● Task objective:
Answer these questions using the text on research grants below.
1. How many NHMRC Project Grants did Centre for Cancer Biology researchers win?
2. By how much can wound healing be accelerated by inhibiting the protein 14-3-3zeta?
3. What does the text give as the only treatment for Type 1 diabetes?

● Exercise passage:
Centre for Cancer Biology researchers have won four NHMRC Project Grants.  

Dr Michael Samuel winning funding for two projects. 

Dr Samuel’s first project will investigate how a protein known as ROCK promotes cancer tumours. 

“The spread of cancers from primary to secondary sites is responsible most cancer-related deaths,” Dr Samuel says. 

“As cancers grow and spread, their internal structure is modified. Immune cells in the cancer begin to behave differently to the same types of cells in normal tissues, promoting its spread. 

“We have discovered that many of these changes are regulated by a protein called ROCK. In this project grant, we will study how ROCK controls such a wide range of tumour promoting processes.”

Dr Samuel’s second project will look at wound healing. He says wounds that remain unhealed can require surgery and limb amputations, leading to disability and premature death and costing the health system $3 billion a year.

“We have found that wound healing can be accelerated more than two-fold by the inhibition of a protein, called 14-3-3zeta, and seek to find out how this occurs so that it may be used for therapy,” he says.

Other CCB researchers who received funding were Associate Professor Claudine Bonder and CCB co-director Professor Sharad Kumar.

Associate Professor Claudine Bonder received funding to investigate a novel lifeline to treat Type 1 diabetes, for which the only treatment involves the transplantation of pancreatic islets.

● Source information:
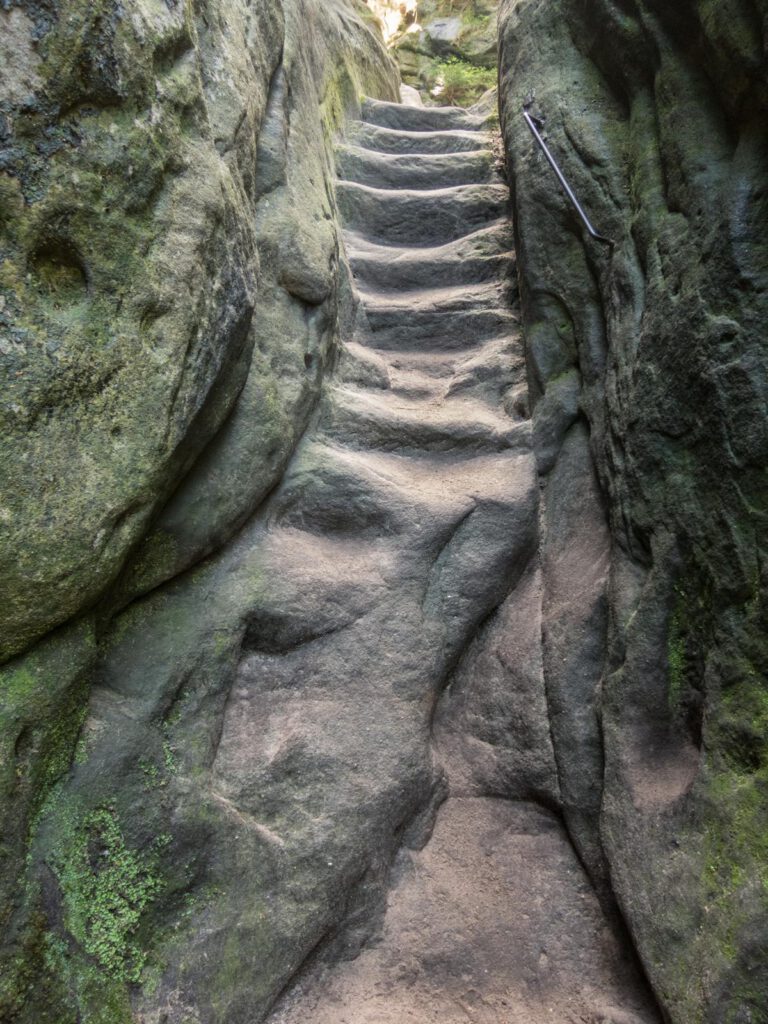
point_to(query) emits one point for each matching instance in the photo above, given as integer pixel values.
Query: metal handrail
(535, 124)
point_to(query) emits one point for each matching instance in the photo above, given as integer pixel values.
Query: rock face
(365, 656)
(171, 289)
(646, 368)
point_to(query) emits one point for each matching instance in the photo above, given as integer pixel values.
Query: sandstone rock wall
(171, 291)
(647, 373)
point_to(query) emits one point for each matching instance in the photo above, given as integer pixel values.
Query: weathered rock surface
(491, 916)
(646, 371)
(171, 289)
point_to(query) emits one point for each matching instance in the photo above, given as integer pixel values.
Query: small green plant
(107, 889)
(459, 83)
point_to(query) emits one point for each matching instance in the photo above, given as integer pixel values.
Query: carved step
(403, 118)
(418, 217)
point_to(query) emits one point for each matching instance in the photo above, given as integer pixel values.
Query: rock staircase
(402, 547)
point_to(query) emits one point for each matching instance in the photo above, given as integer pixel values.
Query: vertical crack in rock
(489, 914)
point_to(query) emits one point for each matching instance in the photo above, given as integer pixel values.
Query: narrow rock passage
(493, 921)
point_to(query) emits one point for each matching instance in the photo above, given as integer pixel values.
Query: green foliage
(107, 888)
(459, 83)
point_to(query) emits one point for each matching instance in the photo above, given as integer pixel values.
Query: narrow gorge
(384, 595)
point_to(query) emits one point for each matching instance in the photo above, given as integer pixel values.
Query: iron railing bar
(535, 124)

==

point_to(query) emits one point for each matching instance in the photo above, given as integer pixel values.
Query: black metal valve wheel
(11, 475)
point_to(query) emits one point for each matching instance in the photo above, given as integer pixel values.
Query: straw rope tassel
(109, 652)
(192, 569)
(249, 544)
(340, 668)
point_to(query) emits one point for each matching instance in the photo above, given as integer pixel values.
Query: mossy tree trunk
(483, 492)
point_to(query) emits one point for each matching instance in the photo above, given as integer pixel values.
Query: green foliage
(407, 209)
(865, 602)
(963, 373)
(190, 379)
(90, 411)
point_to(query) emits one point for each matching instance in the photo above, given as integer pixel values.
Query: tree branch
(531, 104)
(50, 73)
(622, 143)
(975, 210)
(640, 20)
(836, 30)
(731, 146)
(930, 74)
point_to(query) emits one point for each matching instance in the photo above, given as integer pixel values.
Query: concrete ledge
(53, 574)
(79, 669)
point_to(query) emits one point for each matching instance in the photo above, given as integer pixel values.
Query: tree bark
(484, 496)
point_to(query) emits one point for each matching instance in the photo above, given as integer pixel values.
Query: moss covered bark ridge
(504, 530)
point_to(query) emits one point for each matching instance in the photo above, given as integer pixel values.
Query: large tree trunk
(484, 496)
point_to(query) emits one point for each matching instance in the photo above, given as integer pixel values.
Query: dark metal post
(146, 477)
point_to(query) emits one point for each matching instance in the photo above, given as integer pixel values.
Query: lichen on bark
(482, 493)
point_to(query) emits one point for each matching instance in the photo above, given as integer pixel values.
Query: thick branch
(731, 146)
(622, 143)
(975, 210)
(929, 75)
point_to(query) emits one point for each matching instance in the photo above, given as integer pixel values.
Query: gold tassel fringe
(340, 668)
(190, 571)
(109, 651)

...

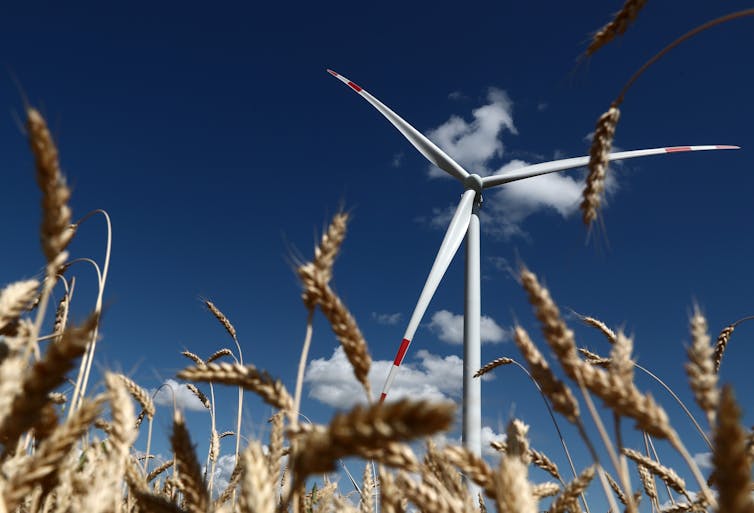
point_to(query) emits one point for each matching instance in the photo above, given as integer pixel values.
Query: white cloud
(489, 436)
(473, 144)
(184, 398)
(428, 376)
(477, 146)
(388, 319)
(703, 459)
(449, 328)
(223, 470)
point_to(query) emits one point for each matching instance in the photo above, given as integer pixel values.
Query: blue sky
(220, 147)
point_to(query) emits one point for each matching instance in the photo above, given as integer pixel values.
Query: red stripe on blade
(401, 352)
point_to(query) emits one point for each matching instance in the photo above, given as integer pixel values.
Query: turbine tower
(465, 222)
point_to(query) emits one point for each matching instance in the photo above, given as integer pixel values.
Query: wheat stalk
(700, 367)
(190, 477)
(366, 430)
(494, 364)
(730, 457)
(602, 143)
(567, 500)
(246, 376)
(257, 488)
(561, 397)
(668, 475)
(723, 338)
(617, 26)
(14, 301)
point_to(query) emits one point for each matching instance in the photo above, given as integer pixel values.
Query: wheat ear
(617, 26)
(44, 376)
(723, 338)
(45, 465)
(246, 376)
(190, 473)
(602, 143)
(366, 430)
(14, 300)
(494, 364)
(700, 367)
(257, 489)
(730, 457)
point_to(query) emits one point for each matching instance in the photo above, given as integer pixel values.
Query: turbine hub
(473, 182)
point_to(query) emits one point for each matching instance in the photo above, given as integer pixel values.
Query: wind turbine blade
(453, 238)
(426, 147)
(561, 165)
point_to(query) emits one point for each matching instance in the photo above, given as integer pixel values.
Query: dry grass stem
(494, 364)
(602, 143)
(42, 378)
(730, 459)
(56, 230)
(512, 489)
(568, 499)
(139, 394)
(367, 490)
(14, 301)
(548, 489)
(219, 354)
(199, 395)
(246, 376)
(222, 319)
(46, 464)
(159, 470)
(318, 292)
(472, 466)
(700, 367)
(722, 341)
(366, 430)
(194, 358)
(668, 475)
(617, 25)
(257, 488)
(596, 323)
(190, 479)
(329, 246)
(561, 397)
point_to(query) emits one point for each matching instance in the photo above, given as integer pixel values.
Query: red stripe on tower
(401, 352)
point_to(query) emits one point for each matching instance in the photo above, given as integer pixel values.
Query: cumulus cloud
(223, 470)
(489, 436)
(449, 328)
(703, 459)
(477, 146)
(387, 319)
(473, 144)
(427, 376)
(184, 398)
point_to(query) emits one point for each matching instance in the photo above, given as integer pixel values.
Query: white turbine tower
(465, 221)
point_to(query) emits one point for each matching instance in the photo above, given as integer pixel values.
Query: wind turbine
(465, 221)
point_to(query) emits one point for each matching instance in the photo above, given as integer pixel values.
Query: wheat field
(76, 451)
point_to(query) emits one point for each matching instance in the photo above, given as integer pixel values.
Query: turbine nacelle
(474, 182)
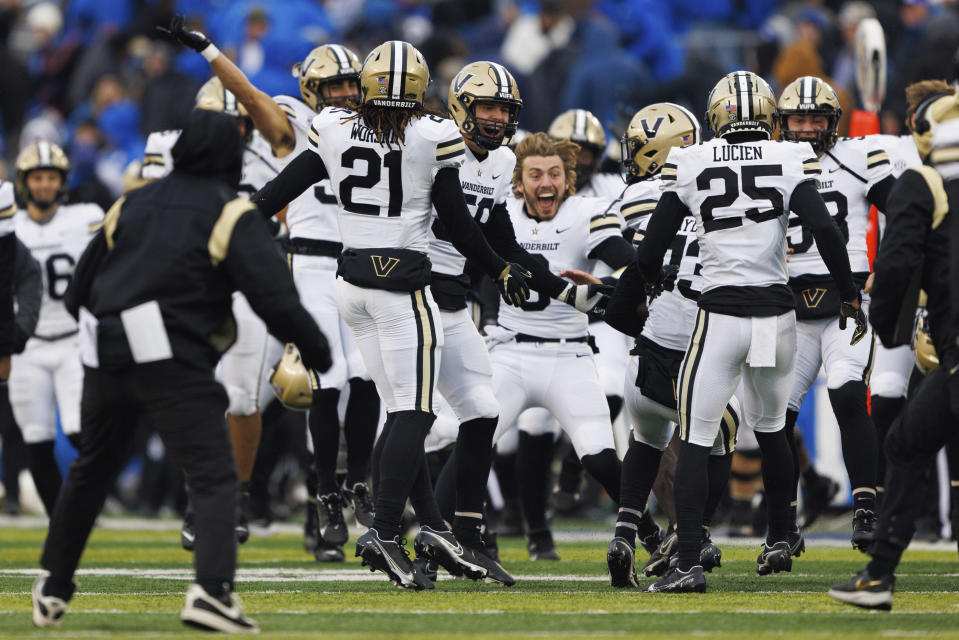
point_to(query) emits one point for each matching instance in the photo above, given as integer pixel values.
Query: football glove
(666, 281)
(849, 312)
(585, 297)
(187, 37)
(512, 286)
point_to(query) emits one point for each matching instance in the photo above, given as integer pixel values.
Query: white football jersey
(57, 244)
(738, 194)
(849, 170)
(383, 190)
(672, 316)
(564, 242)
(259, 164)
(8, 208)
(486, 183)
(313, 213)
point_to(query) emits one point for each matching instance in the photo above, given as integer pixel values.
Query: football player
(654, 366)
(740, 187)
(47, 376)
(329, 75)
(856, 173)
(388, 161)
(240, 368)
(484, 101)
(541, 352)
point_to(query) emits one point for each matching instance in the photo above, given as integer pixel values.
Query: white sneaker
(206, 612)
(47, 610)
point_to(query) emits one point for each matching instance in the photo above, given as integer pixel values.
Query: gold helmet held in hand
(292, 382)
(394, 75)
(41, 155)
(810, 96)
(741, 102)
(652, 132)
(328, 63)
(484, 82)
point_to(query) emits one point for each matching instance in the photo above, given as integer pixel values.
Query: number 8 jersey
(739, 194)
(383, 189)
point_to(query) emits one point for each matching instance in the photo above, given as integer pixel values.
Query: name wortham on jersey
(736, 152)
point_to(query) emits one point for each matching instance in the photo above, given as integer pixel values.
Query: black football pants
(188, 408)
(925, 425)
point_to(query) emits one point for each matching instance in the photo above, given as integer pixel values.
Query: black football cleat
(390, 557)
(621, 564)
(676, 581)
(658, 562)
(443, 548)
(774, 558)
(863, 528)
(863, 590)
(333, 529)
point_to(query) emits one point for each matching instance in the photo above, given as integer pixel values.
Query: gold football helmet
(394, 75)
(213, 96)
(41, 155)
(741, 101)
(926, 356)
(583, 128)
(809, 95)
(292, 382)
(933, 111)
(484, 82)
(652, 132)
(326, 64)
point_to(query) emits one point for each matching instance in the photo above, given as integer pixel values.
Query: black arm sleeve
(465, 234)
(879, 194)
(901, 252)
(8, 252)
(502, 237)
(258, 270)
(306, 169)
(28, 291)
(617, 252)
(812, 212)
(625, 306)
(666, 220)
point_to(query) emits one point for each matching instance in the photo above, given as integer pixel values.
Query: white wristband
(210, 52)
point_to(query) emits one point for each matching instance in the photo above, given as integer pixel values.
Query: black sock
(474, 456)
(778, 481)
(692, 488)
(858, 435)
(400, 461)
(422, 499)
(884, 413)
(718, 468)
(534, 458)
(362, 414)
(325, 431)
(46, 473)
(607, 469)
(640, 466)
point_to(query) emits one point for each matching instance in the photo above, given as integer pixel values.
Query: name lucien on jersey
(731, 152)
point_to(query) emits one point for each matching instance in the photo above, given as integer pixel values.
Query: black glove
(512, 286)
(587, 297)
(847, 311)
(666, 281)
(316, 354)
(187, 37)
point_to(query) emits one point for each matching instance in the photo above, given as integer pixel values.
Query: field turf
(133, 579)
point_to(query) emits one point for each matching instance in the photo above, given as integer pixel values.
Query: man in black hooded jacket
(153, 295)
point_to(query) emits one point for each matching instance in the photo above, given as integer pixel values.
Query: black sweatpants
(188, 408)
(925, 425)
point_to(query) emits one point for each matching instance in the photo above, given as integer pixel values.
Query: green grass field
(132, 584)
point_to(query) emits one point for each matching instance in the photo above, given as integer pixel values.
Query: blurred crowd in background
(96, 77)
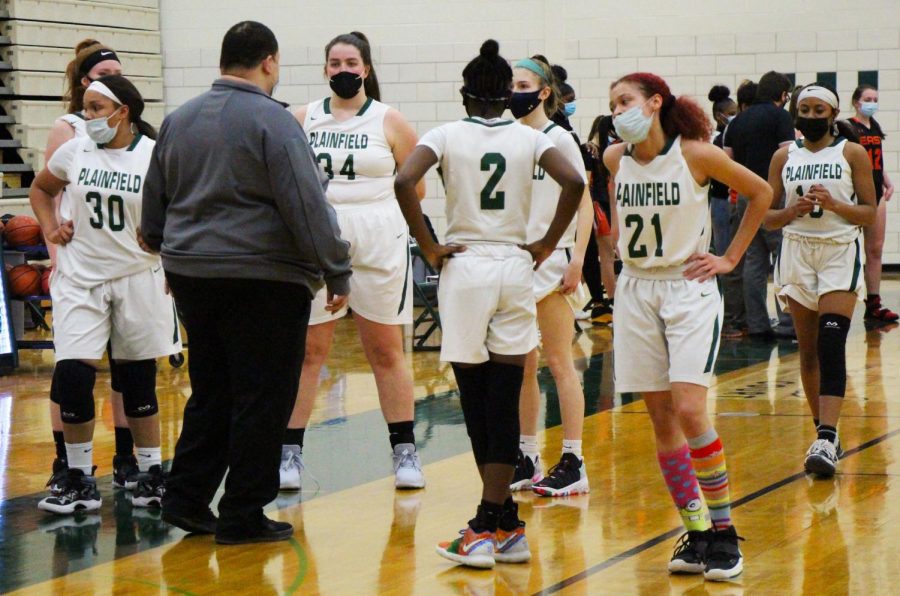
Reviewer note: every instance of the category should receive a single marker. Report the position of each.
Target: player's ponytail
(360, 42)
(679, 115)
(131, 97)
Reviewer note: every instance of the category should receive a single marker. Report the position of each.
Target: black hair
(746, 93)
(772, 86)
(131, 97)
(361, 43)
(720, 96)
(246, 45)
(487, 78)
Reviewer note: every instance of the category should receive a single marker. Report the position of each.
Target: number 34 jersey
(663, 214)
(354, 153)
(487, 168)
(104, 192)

● Answer section:
1. Four.
2. More than two-fold.
3. The transplantation of pancreatic islets.